====== Data under study ======

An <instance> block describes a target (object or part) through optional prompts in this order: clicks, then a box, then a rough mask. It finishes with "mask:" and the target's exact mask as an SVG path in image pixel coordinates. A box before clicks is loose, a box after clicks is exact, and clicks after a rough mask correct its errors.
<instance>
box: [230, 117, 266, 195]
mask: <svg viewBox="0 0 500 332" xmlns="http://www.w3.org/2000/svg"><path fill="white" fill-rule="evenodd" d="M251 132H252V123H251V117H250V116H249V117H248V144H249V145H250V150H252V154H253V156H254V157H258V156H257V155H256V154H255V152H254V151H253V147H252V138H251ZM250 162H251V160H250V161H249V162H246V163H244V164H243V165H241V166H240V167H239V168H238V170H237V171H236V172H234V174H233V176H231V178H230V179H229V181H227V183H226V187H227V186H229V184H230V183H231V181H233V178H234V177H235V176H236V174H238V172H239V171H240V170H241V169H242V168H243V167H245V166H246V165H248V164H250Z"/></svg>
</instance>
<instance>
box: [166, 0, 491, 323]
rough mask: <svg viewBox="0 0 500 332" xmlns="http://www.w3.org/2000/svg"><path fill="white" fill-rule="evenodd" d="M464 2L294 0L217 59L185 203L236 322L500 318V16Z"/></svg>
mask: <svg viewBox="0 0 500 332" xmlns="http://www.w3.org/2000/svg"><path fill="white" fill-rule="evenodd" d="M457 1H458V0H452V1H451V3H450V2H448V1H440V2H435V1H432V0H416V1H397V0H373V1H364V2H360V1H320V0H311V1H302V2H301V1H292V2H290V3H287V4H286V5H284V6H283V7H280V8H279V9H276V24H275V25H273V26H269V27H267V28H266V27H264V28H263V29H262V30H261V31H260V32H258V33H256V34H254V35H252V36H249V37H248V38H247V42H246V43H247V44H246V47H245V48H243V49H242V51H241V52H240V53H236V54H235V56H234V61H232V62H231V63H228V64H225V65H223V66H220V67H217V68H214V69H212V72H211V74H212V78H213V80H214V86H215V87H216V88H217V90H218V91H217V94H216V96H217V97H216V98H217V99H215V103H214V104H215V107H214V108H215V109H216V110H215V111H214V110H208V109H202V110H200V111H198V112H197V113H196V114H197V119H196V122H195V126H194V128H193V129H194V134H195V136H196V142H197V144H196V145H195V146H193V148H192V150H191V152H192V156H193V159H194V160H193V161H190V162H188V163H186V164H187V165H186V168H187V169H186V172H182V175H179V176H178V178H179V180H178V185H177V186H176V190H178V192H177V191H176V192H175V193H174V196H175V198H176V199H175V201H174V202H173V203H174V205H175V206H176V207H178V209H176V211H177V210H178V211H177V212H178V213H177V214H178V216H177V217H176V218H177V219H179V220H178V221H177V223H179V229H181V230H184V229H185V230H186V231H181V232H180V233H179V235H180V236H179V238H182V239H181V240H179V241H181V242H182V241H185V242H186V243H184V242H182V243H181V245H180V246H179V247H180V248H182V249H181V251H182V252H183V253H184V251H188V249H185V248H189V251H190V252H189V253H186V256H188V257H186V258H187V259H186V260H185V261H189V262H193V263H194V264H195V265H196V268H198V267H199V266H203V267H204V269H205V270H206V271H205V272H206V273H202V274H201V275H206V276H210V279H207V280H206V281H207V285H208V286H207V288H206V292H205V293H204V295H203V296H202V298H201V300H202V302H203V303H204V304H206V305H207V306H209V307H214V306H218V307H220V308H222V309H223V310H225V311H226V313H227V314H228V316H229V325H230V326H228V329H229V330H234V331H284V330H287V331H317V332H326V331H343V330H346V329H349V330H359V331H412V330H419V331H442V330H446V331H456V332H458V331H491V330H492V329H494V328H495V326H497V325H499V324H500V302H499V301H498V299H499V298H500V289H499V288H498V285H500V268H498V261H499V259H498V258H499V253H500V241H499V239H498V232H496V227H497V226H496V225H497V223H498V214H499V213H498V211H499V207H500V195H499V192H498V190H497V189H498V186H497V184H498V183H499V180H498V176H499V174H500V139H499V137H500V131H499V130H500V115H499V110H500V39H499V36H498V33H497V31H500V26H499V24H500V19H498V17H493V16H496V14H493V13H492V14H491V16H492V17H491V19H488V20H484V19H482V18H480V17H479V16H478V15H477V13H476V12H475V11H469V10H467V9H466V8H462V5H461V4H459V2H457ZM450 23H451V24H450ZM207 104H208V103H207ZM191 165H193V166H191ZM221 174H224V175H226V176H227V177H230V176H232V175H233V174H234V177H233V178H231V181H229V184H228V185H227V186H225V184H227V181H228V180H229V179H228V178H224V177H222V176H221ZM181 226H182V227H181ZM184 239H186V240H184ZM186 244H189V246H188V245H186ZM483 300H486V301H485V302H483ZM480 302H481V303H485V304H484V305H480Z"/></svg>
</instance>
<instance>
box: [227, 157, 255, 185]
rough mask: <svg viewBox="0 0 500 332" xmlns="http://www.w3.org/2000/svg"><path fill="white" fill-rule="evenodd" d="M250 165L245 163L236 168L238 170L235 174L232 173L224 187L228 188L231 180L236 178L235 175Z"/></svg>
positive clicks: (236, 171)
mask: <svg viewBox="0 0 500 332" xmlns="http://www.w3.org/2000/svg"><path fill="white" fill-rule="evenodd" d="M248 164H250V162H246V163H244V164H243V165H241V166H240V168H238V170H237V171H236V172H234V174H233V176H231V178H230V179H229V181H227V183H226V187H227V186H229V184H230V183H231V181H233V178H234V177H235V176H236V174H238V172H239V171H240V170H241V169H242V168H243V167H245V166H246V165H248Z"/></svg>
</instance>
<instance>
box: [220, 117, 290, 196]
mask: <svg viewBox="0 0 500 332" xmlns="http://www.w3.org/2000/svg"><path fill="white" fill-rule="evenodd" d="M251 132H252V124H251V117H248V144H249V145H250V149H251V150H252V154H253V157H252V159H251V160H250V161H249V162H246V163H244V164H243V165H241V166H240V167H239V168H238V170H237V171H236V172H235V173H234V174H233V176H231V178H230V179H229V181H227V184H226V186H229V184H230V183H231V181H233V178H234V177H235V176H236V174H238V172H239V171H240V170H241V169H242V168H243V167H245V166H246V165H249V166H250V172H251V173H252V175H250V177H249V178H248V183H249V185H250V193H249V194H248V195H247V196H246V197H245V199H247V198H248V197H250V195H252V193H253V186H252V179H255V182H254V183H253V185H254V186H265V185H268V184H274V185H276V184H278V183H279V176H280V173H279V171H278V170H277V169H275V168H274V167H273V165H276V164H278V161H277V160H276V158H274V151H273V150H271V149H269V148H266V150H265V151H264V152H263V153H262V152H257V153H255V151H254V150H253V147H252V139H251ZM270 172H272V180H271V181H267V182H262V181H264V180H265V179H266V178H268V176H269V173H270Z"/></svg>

======

**Work order**
Retype only this range exactly: the first line of the data through the line where "box: [166, 0, 491, 323]" appears.

**Solution below**
An <instance> block describes a target (object or part) through optional prompts in this order: clicks, then a box, then a rough mask. It finishes with "mask:" and the target's exact mask as an SVG path in image pixel coordinates. A box before clicks is loose, a box after clicks is exact, and clicks after a rough mask correct its errors.
<instance>
box: [230, 117, 266, 195]
mask: <svg viewBox="0 0 500 332" xmlns="http://www.w3.org/2000/svg"><path fill="white" fill-rule="evenodd" d="M251 132H252V123H251V117H250V116H249V117H248V144H249V145H250V150H252V154H253V156H254V157H258V156H257V155H256V154H255V152H254V151H253V147H252V138H251ZM250 162H251V160H250V161H249V162H246V163H244V164H243V165H241V166H240V167H239V168H238V170H237V171H236V172H234V174H233V176H231V178H230V179H229V181H227V183H226V187H227V186H229V184H230V183H231V181H233V178H234V177H235V176H236V174H238V172H239V171H240V170H241V169H242V168H243V167H245V166H246V165H248V164H250Z"/></svg>
</instance>
<instance>
box: [166, 0, 491, 323]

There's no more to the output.